# Service und Support > Hilfe und FAQ >  Zwischenspeicherung bei Abfassung eines Themas

## Hans-Joachim

Sehr geehrter Herr Juenemann,

die Erstellung eines Themas ist manchmal eine umfangreiche und verzwickte Angelegenheit.

Misslich ist, wenn man nach langwieriger Arbeit durch eine Fehlbedienung sein ganzes Werk im Bruchteil einer Sekunde ins Nirwana abfliegen sieht.

Soweit ich erkennen kann, gibt es derzeit keine Möglichkeit bei der Abfassung eines Themas, zwischendurch eine Sicherungsspeicherung des Textes vorzunehmen.

Als professioneller und versierter Administrator werden Sie sicher problemlos diese Möglichkeit schaffen können.

Für Ihre Mühe im voraus besten Dank.

----------


## jürgvw

Lieber Hans-Joachim

sicher wird Dir Herr Juenemann eine kompetente Antwort geben. Trotzdem möchte ich Dir mein "Rezept" verraten, das zwar Umwege aufweist, aber dem Datenverlust bei komplexen Texten vorbeugt.

Ich schreibe alles ganz gemütlich in Word (wo ich noch von der auromtischen Textkorrektur profitiere) und kopiere dann den Text in den Editor (ich habe einen Link auf den Desktop fabriziert, so dass ein Mausklick genügt, um ihn zu öffnen), um alle die unnötigen "Word-Zutaten" loszuwerden. Diese Version kopiere ich nun ihrerseits ins Antwortfenster des Forums (wo noch jene Formatierungen nachgeholt werden können, die hier zulässig sind wie Fettdruck, Schriftgrösse, Farbe etc. - und ab die Post.

Gruss!

——————————

ZIEL DER AUFGABE. Gib aus dem Forumsthread zur Zwischenspeicherung den Teil von „Misslich ist, wenn“ bis einschließlich „voraus besten Dank.“ wortgetreu aus.

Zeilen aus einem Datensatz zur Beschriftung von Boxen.
——————————

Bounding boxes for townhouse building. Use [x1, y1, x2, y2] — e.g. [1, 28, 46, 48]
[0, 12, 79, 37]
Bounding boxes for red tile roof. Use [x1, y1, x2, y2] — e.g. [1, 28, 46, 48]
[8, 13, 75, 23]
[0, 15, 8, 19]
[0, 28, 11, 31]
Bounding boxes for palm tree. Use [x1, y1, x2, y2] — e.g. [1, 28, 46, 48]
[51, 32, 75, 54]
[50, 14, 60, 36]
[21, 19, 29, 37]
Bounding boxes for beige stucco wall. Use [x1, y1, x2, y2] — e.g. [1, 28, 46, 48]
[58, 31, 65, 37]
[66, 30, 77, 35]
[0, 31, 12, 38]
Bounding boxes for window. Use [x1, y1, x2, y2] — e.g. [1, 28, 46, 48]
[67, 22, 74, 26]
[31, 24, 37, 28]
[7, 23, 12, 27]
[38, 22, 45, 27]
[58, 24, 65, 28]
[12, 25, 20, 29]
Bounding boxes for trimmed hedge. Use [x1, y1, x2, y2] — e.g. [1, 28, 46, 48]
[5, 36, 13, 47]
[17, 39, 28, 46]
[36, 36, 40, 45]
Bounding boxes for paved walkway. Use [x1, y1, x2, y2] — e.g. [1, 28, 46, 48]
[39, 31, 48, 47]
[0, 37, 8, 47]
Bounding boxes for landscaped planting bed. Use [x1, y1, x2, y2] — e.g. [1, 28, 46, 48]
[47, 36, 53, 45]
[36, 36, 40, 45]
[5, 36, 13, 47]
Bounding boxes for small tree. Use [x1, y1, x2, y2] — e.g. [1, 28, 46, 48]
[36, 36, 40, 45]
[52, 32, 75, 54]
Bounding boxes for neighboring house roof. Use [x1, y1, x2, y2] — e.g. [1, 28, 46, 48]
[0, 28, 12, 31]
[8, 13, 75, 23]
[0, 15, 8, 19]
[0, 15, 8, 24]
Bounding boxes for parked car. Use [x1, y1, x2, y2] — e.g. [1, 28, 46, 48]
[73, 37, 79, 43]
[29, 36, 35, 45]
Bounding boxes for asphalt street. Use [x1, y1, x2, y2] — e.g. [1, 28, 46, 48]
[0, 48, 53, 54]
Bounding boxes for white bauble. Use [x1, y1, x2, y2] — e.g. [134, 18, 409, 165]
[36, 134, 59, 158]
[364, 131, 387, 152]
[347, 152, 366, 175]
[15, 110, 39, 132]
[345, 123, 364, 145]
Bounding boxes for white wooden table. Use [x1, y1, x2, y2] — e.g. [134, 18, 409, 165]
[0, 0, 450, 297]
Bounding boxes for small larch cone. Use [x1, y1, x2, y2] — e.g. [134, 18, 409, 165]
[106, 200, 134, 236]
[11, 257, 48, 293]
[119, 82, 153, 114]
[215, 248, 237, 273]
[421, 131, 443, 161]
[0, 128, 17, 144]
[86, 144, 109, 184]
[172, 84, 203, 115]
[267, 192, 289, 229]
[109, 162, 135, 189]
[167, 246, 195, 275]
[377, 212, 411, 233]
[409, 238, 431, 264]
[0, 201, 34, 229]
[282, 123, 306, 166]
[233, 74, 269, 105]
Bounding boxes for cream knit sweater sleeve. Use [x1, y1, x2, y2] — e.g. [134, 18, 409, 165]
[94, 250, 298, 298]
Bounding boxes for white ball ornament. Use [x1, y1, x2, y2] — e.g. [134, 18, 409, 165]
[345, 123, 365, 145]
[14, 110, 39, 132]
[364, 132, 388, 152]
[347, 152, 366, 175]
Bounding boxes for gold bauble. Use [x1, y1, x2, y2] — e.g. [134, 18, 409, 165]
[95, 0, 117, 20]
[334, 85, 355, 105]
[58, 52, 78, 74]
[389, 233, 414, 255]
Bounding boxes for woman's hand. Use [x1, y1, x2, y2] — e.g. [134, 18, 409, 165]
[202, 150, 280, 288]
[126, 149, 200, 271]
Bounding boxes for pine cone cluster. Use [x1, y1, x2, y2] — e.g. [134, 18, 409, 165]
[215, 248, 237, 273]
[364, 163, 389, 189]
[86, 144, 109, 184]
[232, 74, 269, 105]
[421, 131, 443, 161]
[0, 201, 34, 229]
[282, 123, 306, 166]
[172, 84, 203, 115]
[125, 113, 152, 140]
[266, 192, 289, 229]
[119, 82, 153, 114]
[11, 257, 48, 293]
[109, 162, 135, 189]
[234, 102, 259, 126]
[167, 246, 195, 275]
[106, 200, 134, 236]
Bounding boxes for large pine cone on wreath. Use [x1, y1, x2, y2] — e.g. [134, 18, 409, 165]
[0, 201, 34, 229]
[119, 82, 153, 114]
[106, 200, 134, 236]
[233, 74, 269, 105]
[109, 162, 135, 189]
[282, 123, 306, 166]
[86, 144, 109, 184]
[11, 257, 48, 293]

——————————

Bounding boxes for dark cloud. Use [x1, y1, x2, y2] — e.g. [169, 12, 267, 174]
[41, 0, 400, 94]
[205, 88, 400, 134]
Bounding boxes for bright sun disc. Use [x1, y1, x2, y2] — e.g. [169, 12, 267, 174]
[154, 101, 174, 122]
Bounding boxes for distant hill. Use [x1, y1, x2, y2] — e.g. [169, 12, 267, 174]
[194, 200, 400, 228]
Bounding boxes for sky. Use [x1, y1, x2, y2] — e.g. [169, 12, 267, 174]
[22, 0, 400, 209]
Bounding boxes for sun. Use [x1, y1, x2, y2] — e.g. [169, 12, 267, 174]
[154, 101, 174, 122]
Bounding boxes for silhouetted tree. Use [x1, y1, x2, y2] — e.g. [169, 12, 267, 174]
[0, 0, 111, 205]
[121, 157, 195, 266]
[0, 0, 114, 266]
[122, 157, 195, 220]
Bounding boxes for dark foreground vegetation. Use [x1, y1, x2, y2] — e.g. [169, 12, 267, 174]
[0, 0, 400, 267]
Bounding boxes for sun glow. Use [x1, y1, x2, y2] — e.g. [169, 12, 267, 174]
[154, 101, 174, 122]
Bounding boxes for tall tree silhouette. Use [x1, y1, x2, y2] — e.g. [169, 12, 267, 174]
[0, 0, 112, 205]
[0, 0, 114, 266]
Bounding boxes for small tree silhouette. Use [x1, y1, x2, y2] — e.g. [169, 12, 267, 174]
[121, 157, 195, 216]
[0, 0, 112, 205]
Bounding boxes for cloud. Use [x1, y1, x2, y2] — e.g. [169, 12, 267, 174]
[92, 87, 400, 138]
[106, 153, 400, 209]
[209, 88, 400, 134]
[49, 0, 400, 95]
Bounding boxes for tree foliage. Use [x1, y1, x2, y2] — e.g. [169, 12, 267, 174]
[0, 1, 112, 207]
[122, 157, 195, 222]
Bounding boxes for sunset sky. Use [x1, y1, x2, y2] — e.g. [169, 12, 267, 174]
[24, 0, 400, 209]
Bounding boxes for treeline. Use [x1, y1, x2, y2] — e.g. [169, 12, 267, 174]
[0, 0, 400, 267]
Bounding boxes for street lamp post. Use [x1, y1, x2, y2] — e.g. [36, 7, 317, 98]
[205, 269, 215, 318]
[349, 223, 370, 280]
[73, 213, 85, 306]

——————————

AUSGABE.
Misslich ist, wenn man nach langwieriger Arbeit durch eine Fehlbedienung sein ganzes Werk im Bruchteil einer Sekunde ins Nirwana abfliegen sieht.

Soweit ich erkennen kann, gibt es derzeit keine Möglichkeit bei der Abfassung eines Themas, zwischendurch eine Sicherungsspeicherung des Textes vorzunehmen.

Als professioneller und versierter Administrator werden Sie sicher problemlos diese Möglichkeit schaffen können.

Für Ihre Mühe im voraus besten Dank.